Can you reproduce all of the data below word for word?

• **Record set**
— begin —
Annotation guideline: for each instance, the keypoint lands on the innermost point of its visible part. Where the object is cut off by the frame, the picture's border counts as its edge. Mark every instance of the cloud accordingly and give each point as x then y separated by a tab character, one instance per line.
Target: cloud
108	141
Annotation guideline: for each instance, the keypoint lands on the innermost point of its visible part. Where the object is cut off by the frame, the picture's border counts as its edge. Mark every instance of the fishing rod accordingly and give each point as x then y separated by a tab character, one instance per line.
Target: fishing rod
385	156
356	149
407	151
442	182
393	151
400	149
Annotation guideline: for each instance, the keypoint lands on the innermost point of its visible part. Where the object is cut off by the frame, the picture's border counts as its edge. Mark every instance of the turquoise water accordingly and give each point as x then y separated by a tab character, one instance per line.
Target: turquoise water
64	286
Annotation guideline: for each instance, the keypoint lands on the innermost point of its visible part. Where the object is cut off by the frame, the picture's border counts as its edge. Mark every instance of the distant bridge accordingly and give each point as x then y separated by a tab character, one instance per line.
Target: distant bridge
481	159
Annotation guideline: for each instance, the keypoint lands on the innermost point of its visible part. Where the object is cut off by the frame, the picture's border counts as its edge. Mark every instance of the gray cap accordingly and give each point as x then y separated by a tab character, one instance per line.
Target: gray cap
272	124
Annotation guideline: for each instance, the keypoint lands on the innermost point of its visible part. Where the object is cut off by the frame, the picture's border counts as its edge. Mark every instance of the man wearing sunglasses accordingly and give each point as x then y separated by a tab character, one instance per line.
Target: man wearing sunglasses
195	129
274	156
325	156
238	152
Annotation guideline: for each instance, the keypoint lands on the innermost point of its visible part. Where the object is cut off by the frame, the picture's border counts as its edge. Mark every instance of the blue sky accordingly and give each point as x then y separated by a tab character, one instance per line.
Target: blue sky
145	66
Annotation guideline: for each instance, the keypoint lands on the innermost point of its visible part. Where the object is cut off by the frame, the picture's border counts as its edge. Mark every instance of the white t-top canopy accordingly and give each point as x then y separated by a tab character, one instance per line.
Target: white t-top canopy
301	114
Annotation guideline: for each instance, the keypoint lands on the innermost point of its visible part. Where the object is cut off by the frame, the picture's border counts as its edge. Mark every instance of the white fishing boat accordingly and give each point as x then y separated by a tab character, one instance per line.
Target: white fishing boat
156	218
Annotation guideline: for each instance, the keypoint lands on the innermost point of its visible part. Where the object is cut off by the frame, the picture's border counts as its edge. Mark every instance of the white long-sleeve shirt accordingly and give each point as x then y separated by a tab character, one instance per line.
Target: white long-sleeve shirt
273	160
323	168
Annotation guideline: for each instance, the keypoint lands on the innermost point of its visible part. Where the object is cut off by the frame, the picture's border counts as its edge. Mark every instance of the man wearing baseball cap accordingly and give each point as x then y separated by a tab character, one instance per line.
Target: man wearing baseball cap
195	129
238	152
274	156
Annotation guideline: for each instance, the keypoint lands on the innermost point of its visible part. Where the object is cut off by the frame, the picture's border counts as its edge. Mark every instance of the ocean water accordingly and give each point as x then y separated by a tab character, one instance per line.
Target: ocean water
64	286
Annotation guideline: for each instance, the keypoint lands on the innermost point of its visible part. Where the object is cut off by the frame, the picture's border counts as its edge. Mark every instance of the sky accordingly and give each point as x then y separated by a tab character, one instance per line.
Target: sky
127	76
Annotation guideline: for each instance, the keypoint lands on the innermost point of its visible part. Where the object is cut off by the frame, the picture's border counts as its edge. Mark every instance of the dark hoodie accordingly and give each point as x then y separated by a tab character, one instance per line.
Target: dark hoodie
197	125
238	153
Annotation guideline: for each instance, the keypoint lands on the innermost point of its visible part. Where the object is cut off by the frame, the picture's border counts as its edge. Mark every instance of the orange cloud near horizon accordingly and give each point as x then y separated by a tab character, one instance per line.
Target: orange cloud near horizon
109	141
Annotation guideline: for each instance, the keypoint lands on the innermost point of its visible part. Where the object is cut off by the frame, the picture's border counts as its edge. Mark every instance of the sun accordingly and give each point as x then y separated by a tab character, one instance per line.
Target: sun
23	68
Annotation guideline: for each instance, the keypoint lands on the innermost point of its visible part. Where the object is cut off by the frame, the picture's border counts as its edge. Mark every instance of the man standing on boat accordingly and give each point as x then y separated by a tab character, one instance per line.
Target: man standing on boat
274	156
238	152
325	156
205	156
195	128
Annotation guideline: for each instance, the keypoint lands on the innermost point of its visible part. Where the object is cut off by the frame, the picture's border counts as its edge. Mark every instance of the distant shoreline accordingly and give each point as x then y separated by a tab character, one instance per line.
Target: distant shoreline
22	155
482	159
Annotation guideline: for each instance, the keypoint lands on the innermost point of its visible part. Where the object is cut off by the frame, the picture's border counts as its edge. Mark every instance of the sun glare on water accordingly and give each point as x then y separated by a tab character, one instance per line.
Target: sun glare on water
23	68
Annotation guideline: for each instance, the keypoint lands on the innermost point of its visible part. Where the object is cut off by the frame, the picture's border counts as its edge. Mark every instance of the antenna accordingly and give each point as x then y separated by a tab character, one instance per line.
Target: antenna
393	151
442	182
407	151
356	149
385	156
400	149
— end —
• **The output**
Annotation guideline: for each instance, the keypoint lands on the innermost point of its visible part. Where the object is cut off by the frame, the picture's border counts as its edge. Mark every instance of the cloud accordingly and give each point as x then y separated by a tab character, one instance per line.
Target: cloud
108	141
Annotation guideline: for each instance, the keypoint lands on the innermost point of its visible part. Where the object is cut off by the frame, the picture's border counts as its edge. Mark every instance of the fishing rod accordingly and give each point as x then y separated by a tab character, one instance per line.
Target: fishing rod
385	156
356	149
407	151
442	182
393	151
400	149
Annotation guideline: for each instance, the keypoint lands on the innermost point of its visible part. Where the object is cut off by the frame, the picture's border counts as its edge. Mark every instance of the turquoise water accordingly and give each point as x then y separated by a tab character, one instance per line.
Target: turquoise water
64	286
Annotation guideline: for each instance, the keypoint lands on the innermost point of its visible part. Where the object is cut off by the frame, the picture's border counts as its edge. Mark every instance of the distant bridge accordingly and give each point as x then y separated by a tab character, one instance per line.
Target: distant bridge
481	159
Annotation guideline: for each instance, the keypoint lands on the innermost point of its visible part. Where the object is cut off by the frame, the picture's border counts as its edge. Mark every instance of the gray cap accordingly and give each point as x then y separated by a tab character, one instance per line.
Target: gray cap
272	124
Annotation guideline: for each instance, the keypoint lands on the innermost point of its visible part. Where the object is cut off by the frame, the picture's border counts as its edge. Mark every instance of the man wearing sunglasses accordingly and give each point as x then y separated by a tab character, one instance per line.
Target: man wearing sunglasses
195	129
274	156
325	156
238	152
Annotation guideline: for each instance, the keypoint lands on the innermost point of its visible part. Where the object is cut off by the frame, the picture's border counts as its edge. Mark every instance of the blue sky accordingly and give each point as x then y separated by a tab character, one instance per line.
Target: blue sky
145	66
Annotation guideline: for each instance, the keypoint lands on the innermost point of its visible part. Where the object is cut off by the frame, the picture's border counts as its edge. Mark every instance of the white t-top canopy accordingly and give each point as x then y separated by a tab character, one instance per line.
Target: white t-top canopy
301	114
Annotation guideline: for each instance, the keypoint lands on the innermost point of its visible part. Where the object is cut off by the frame, the picture's border counts as its edge. Mark every instance of the white fishing boat accordingly and give each point as x then y separated by a tab character, one instance per line.
Target: white fishing boat
156	218
Annotation guideline: for each instance, the keypoint lands on the innermost point of its visible part. Where the object is cut off by the frame, the picture's border counts as its edge. Mark every instance of the white long-sleeve shirt accordingly and give each point as x then y separated by a tab character, one instance per line.
Target: white long-sleeve shirt
273	160
323	168
Annotation guideline: for each instance, the keypoint lands on the innermost point of its visible part. Where the object is cut off by the frame, the picture's border counts as its edge. Mark every instance of the man wearing baseball cap accordingly and give each point as x then y separated by a tab character, one instance per line.
Target: man wearing baseball cap
195	129
238	152
274	156
Annotation guideline: for each instance, the keypoint lands on the innermost point of its visible part. Where the object is cut off by the frame, the picture's border counts as its edge. Mark every instance of the ocean water accordingly and give each point as x then y separated by a tab character, one instance per line.
Target: ocean water
64	286
Annotation guideline: for each instance, the keypoint lands on the innermost point of its visible part. Where the object is cut off by the frame, the picture's border counts as its edge. Mark every instance of the sky accordingly and give each point as x then y separated by a tab character, one instance per line.
Target: sky
127	76
Annotation guideline: for each instance, the keypoint lands on the innermost point of its visible part. Where the object is cut off by the frame, the picture's border counts as its edge. Mark every instance of the dark hoodie accordingly and give each point as x then y separated by a tab character, one instance per line.
Target: dark hoodie
197	125
238	153
Annotation guideline: for each instance, the keypoint lands on the innermost point of its visible part. Where the object is cut off by the frame, the picture's border counts as its edge. Mark every instance of the orange cloud near horizon accordingly and give each point as x then y separated by a tab character, one instance per line.
Target: orange cloud near horizon
109	141
Annotation guideline: for each instance, the keypoint lands on the innermost point of its visible part. Where the object is cut off by the frame, the picture's border counts as its edge. Mark every instance of the sun accordingly and give each point as x then y separated by a tab character, one instance per line.
Target: sun
23	68
Annotation guideline: for each instance, the keypoint lands on the innermost point of its visible part. Where the object is cut off by the frame, the picture's border counts as its edge. Mark every instance of the man standing on boat accordingly and give each point as x then y separated by a tab character, one instance per line.
Target: man standing on boat
274	156
238	152
325	156
205	156
195	128
Annotation guideline: for each instance, the keypoint lands on the innermost point of its visible part. Where the object is cut off by the frame, the picture's border counts as its edge. Mark every instance of the distant shoreline accordingly and give each point as x then y separated by a tab character, one instance per line.
Target: distant shoreline
22	155
482	159
Annotation guideline: for each instance, the keypoint lands on the innermost point of its visible part. Where the object is cut off by the frame, the picture's border counts as its edge. Mark every instance of the sun glare on water accordingly and give each point as x then y separated by a tab character, one instance per line.
Target: sun glare on water
23	68
Annotation guideline: for each instance, the keypoint lands on the innermost point of its visible part. Where the object is cut off by the frame, the picture's border counts as its edge. Mark every instance of the antenna accordingly and give each point as x then y separated by a tab character, one instance per line.
Target: antenna
393	151
442	182
407	151
356	149
385	156
400	149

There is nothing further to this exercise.